__DATA ENTRIES__
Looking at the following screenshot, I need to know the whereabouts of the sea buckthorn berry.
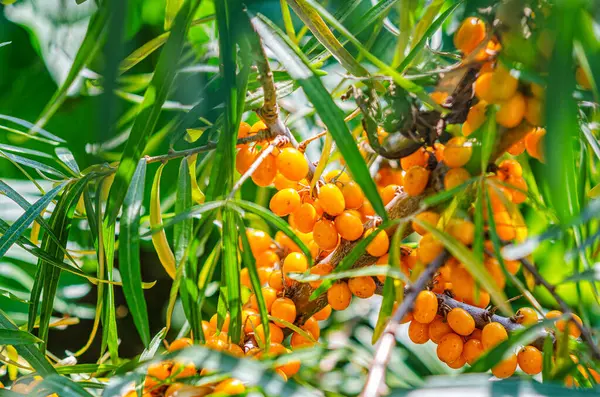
[525,97,544,126]
[365,229,390,257]
[313,218,340,251]
[313,304,331,321]
[517,346,542,375]
[254,323,283,344]
[412,211,440,236]
[252,154,277,187]
[481,322,508,350]
[444,136,473,168]
[437,332,464,363]
[496,92,527,128]
[381,184,399,205]
[454,17,486,54]
[429,317,452,343]
[408,321,429,345]
[277,147,308,181]
[404,165,429,196]
[269,189,300,216]
[444,167,471,190]
[256,250,279,268]
[327,281,352,310]
[413,291,438,323]
[492,354,517,379]
[463,339,483,365]
[335,211,363,241]
[447,307,475,336]
[400,147,429,171]
[462,101,487,136]
[525,128,546,161]
[348,276,377,299]
[250,287,277,312]
[309,263,333,289]
[282,252,308,275]
[516,307,538,325]
[417,233,444,264]
[235,145,258,174]
[271,298,296,327]
[342,181,365,209]
[215,378,246,395]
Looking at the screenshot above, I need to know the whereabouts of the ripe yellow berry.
[408,321,429,345]
[277,148,308,181]
[313,218,340,251]
[348,276,377,299]
[481,322,508,350]
[444,137,473,168]
[413,291,438,323]
[436,332,464,363]
[327,281,352,310]
[496,92,527,128]
[335,210,363,241]
[269,189,300,216]
[271,298,296,328]
[463,339,483,365]
[319,183,346,216]
[429,317,452,343]
[365,229,390,257]
[454,17,486,54]
[444,167,471,190]
[517,346,542,375]
[447,307,475,336]
[492,354,517,379]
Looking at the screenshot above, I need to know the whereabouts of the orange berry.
[412,211,440,236]
[454,17,486,54]
[429,317,452,343]
[365,229,390,257]
[313,218,340,251]
[492,354,517,379]
[282,252,308,275]
[269,189,300,216]
[252,154,277,186]
[342,181,365,209]
[496,92,527,128]
[319,183,346,216]
[277,148,308,181]
[444,137,473,168]
[437,332,464,363]
[417,233,444,264]
[313,305,331,321]
[214,378,246,395]
[327,281,352,310]
[481,322,508,350]
[271,298,296,327]
[447,307,475,336]
[309,263,333,289]
[167,338,194,352]
[408,321,429,345]
[517,346,542,375]
[413,291,438,323]
[463,339,483,365]
[444,168,471,190]
[348,276,377,299]
[235,145,258,174]
[400,148,429,171]
[335,211,363,241]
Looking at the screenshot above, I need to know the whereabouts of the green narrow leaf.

__OBJECTIVE__
Put every line of the listing above into a numbered list, dropping any blank lines. Leave the pictures out.

__RESULT OF THE EXERCISE__
1. Looking at the following screenshot, I need to know the whereabouts of the sea buckthorn berry.
2. [525,97,544,126]
3. [365,229,390,257]
4. [313,218,340,251]
5. [313,304,331,321]
6. [517,346,542,375]
7. [254,323,283,344]
8. [412,211,440,236]
9. [252,154,277,187]
10. [481,322,508,350]
11. [444,136,473,168]
12. [437,332,464,363]
13. [496,92,527,128]
14. [381,184,399,205]
15. [454,17,486,54]
16. [429,317,452,343]
17. [408,321,429,345]
18. [277,147,308,181]
19. [404,165,429,196]
20. [269,189,300,216]
21. [444,167,471,190]
22. [256,250,279,268]
23. [327,281,352,310]
24. [413,291,438,323]
25. [492,354,517,379]
26. [463,339,483,365]
27. [335,211,363,241]
28. [447,307,475,336]
29. [400,147,429,171]
30. [462,101,487,136]
31. [525,128,546,161]
32. [348,276,377,299]
33. [250,287,277,312]
34. [309,263,333,289]
35. [282,252,308,275]
36. [516,307,538,325]
37. [417,233,444,264]
38. [235,145,258,174]
39. [271,298,296,327]
40. [342,181,365,209]
41. [215,378,246,395]
42. Looking at the screenshot above, I need to know the whereabouts of the ripe yellow berry.
43. [408,321,429,345]
44. [277,148,308,181]
45. [313,218,340,251]
46. [348,276,377,299]
47. [481,322,508,350]
48. [444,137,473,168]
49. [413,291,438,323]
50. [436,332,464,363]
51. [327,281,352,310]
52. [496,92,527,128]
53. [335,210,363,241]
54. [269,189,300,216]
55. [271,298,296,328]
56. [463,339,483,365]
57. [319,183,346,216]
58. [429,317,452,343]
59. [365,229,390,257]
60. [454,17,486,54]
61. [444,167,471,190]
62. [517,346,542,375]
63. [447,307,475,336]
64. [492,354,517,379]
65. Looking at the screenshot above, I need to know the whereabouts of the orange berry.
66. [412,211,440,236]
67. [454,17,486,54]
68. [429,317,452,343]
69. [365,229,390,257]
70. [313,218,340,251]
71. [492,354,517,379]
72. [282,252,308,275]
73. [269,189,300,216]
74. [252,154,277,186]
75. [342,181,365,209]
76. [496,92,527,128]
77. [319,183,346,216]
78. [277,148,308,181]
79. [444,137,473,168]
80. [437,332,464,363]
81. [417,233,444,264]
82. [313,305,331,321]
83. [214,378,246,395]
84. [327,281,352,310]
85. [481,322,508,350]
86. [271,298,296,327]
87. [447,307,475,336]
88. [309,263,333,289]
89. [167,338,194,352]
90. [408,321,429,345]
91. [517,346,542,375]
92. [413,291,438,323]
93. [463,339,483,365]
94. [444,168,471,190]
95. [348,276,377,299]
96. [235,145,258,174]
97. [400,148,429,171]
98. [335,211,363,241]
99. Looking at the screenshot above, I need to know the whereabouts of the green narrow leaf.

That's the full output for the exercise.